◆ Excerpted passage
====================
Rod Williams's film about a Texas couple granted the right to watch the execution of the man who killed their two children, began by swiftly assembling most of the hallowed cliches of American crime documentary. The freeway- and-local-radio shot, the suburban-lawns tracking shot and the freeze-frame montage accompanied by shutter noise. It was less his fault that the main body of his film was also rather familiar. Linda Kelley may well have been one of the first relatives to watch an execution but she wasn't the first to be watched watching it. Only a few weeks ago, Channel 4 broadcast a very similar documentary, complete with readings from the Death Log and the recollections of witnesses, including the victim's family. "A View To A Kill" confirmed the depressing story told then - that watching criminals die makes at least some of their victims feel much better.

The yearning for some retri- bution, for a blow to be returned, is understandable, but its effects are still odd, inducing a state in which instinct is often at odds with reason. "People magazine isn't interested in our story because they can't see the execution," exclaimed Linda Kelley at one point, a clear invitation to wonder at their ghoulishness, though she had just been seen calculating eyelines in the death chamber itself and expressing a mild indignation at the upholstery on the gurney: "I think he's going really nice. Wouldn't we all like to go so easy." And though people indignantly talk about lack of remorse on the part of the condemned man, true remorse is often the last thing they want to concede. That would mean they would have to surrender their righteous anger and replace it with something more confusing, and far less analgesic.

Steven Clarke's "Life at a Premium" for Picture This was not quite as lowering, though, as Wayne Percival cheerfully admitted, he sometimes feels like the Grim Reaper, turning up in people's front rooms to talk of fatality and to offer gloomy statistics. Did you know, for instance, that 1,738 people die every day in Britain? How would your loved ones cope if it was you? Watching Wayne put the frighteners on his clients in Clarke's film nicely captured the essential truth of insurance: that if you want to sell security to the blithe or optimistic, you have to sell them insecurity first - a vision of sudden death and hardship.

Wayne now has the assistance of some rather condescending computer graphics to get this point across. These show happy family snaps in which the breadwinner is slowly eaten up by little black dots or a model house beginning to collapse when one of its anthropoid pillars is removed, only to be shored up again by the timely arrival of the Wesleyan Assurance Society's logo. Clarke cut between the firm's annual conference - all stilted managerial machismo - and Wayne's appointments, a steady pattern of suburban doors opening and closing.

Though not exactly a hatchet job on the industry, the film clearly had its doubts; when one executive exhorted his colleagues to "bring fresh blood into our client balance" the low-level angle did nothing to contradict the hint at vampiric ambition. Wayne himself appeared to be a likeable, honest man, who enjoys flirting with his female clients and making dubious jokes about rich widows. Even so, watching the well-rehearsed patter with which he attempts to instill a little panic into contented hearts, some viewers will have treasured one client's malapropism. "Let's solve your problems," offered Wayne reassuringly. "Yeah, that's right," replied his target, "Let's have them solved in one foul swoop."
====================
◆ Given data
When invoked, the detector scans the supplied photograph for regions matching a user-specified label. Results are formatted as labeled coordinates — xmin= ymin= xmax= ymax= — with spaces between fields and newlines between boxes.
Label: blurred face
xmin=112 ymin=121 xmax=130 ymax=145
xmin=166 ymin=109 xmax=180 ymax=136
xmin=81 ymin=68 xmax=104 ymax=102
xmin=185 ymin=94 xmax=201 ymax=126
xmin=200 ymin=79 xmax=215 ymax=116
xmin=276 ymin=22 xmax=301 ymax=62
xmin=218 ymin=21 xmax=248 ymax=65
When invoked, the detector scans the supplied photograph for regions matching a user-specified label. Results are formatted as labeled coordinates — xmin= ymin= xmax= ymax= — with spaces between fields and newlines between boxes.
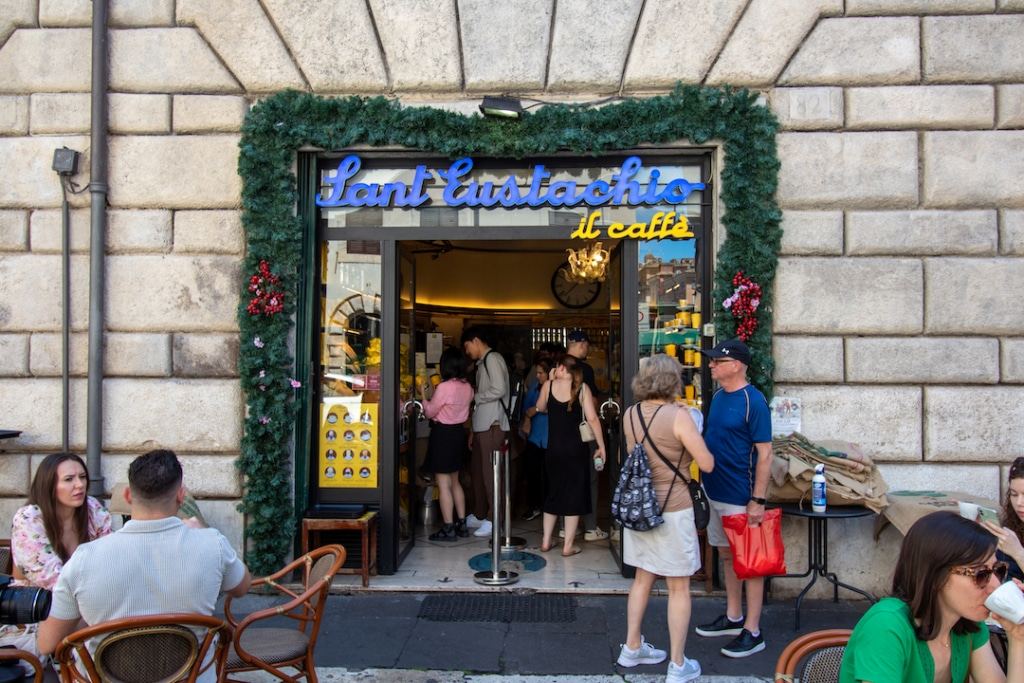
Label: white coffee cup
xmin=956 ymin=501 xmax=981 ymax=522
xmin=985 ymin=581 xmax=1024 ymax=624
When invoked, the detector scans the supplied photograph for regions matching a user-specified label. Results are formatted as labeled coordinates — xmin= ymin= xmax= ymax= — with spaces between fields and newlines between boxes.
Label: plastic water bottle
xmin=811 ymin=463 xmax=825 ymax=512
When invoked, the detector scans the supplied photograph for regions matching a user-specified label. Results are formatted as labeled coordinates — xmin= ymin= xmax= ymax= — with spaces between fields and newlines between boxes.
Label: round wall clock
xmin=551 ymin=261 xmax=601 ymax=308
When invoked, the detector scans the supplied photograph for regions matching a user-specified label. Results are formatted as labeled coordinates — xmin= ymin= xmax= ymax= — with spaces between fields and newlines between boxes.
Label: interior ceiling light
xmin=562 ymin=242 xmax=608 ymax=283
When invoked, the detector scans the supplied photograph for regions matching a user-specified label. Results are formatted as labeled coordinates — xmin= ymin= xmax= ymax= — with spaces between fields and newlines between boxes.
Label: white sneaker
xmin=617 ymin=636 xmax=667 ymax=667
xmin=665 ymin=656 xmax=700 ymax=683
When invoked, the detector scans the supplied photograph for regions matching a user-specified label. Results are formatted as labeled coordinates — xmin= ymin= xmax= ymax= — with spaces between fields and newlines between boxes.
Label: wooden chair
xmin=775 ymin=629 xmax=853 ymax=683
xmin=224 ymin=545 xmax=345 ymax=683
xmin=54 ymin=614 xmax=231 ymax=683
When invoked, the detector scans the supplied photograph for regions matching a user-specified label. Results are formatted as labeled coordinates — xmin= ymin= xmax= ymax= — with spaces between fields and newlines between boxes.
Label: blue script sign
xmin=316 ymin=155 xmax=705 ymax=209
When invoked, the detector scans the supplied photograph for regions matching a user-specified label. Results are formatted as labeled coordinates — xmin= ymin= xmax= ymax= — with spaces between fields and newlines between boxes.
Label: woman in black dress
xmin=537 ymin=353 xmax=604 ymax=557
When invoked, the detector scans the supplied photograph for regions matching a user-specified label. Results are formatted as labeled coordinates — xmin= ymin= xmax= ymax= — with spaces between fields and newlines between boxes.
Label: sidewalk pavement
xmin=232 ymin=593 xmax=869 ymax=683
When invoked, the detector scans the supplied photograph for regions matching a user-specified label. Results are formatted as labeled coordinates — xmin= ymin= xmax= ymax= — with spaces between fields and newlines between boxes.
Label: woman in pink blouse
xmin=420 ymin=348 xmax=473 ymax=541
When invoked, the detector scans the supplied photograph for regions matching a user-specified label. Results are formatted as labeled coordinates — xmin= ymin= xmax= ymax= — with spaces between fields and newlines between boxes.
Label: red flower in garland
xmin=722 ymin=270 xmax=761 ymax=341
xmin=246 ymin=261 xmax=285 ymax=316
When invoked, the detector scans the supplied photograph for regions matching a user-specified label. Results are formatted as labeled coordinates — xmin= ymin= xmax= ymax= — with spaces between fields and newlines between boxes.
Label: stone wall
xmin=0 ymin=0 xmax=1024 ymax=589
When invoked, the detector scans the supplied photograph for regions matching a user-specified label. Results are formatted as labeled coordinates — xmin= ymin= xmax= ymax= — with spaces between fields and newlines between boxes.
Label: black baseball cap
xmin=700 ymin=339 xmax=751 ymax=366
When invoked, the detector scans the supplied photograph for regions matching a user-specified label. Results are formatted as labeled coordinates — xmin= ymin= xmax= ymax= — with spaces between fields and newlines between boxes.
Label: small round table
xmin=768 ymin=503 xmax=877 ymax=630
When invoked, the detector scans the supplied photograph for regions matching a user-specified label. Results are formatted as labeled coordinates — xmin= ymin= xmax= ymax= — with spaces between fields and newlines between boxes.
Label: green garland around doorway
====================
◆ Goal
Please quote the review word for word, everything from "Wayne now has" down to "opening and closing.". The data has no connection to the review.

◆ Full output
Wayne now has the assistance of some rather condescending computer graphics to get this point across. These show happy family snaps in which the breadwinner is slowly eaten up by little black dots or a model house beginning to collapse when one of its anthropoid pillars is removed, only to be shored up again by the timely arrival of the Wesleyan Assurance Society's logo. Clarke cut between the firm's annual conference - all stilted managerial machismo - and Wayne's appointments, a steady pattern of suburban doors opening and closing.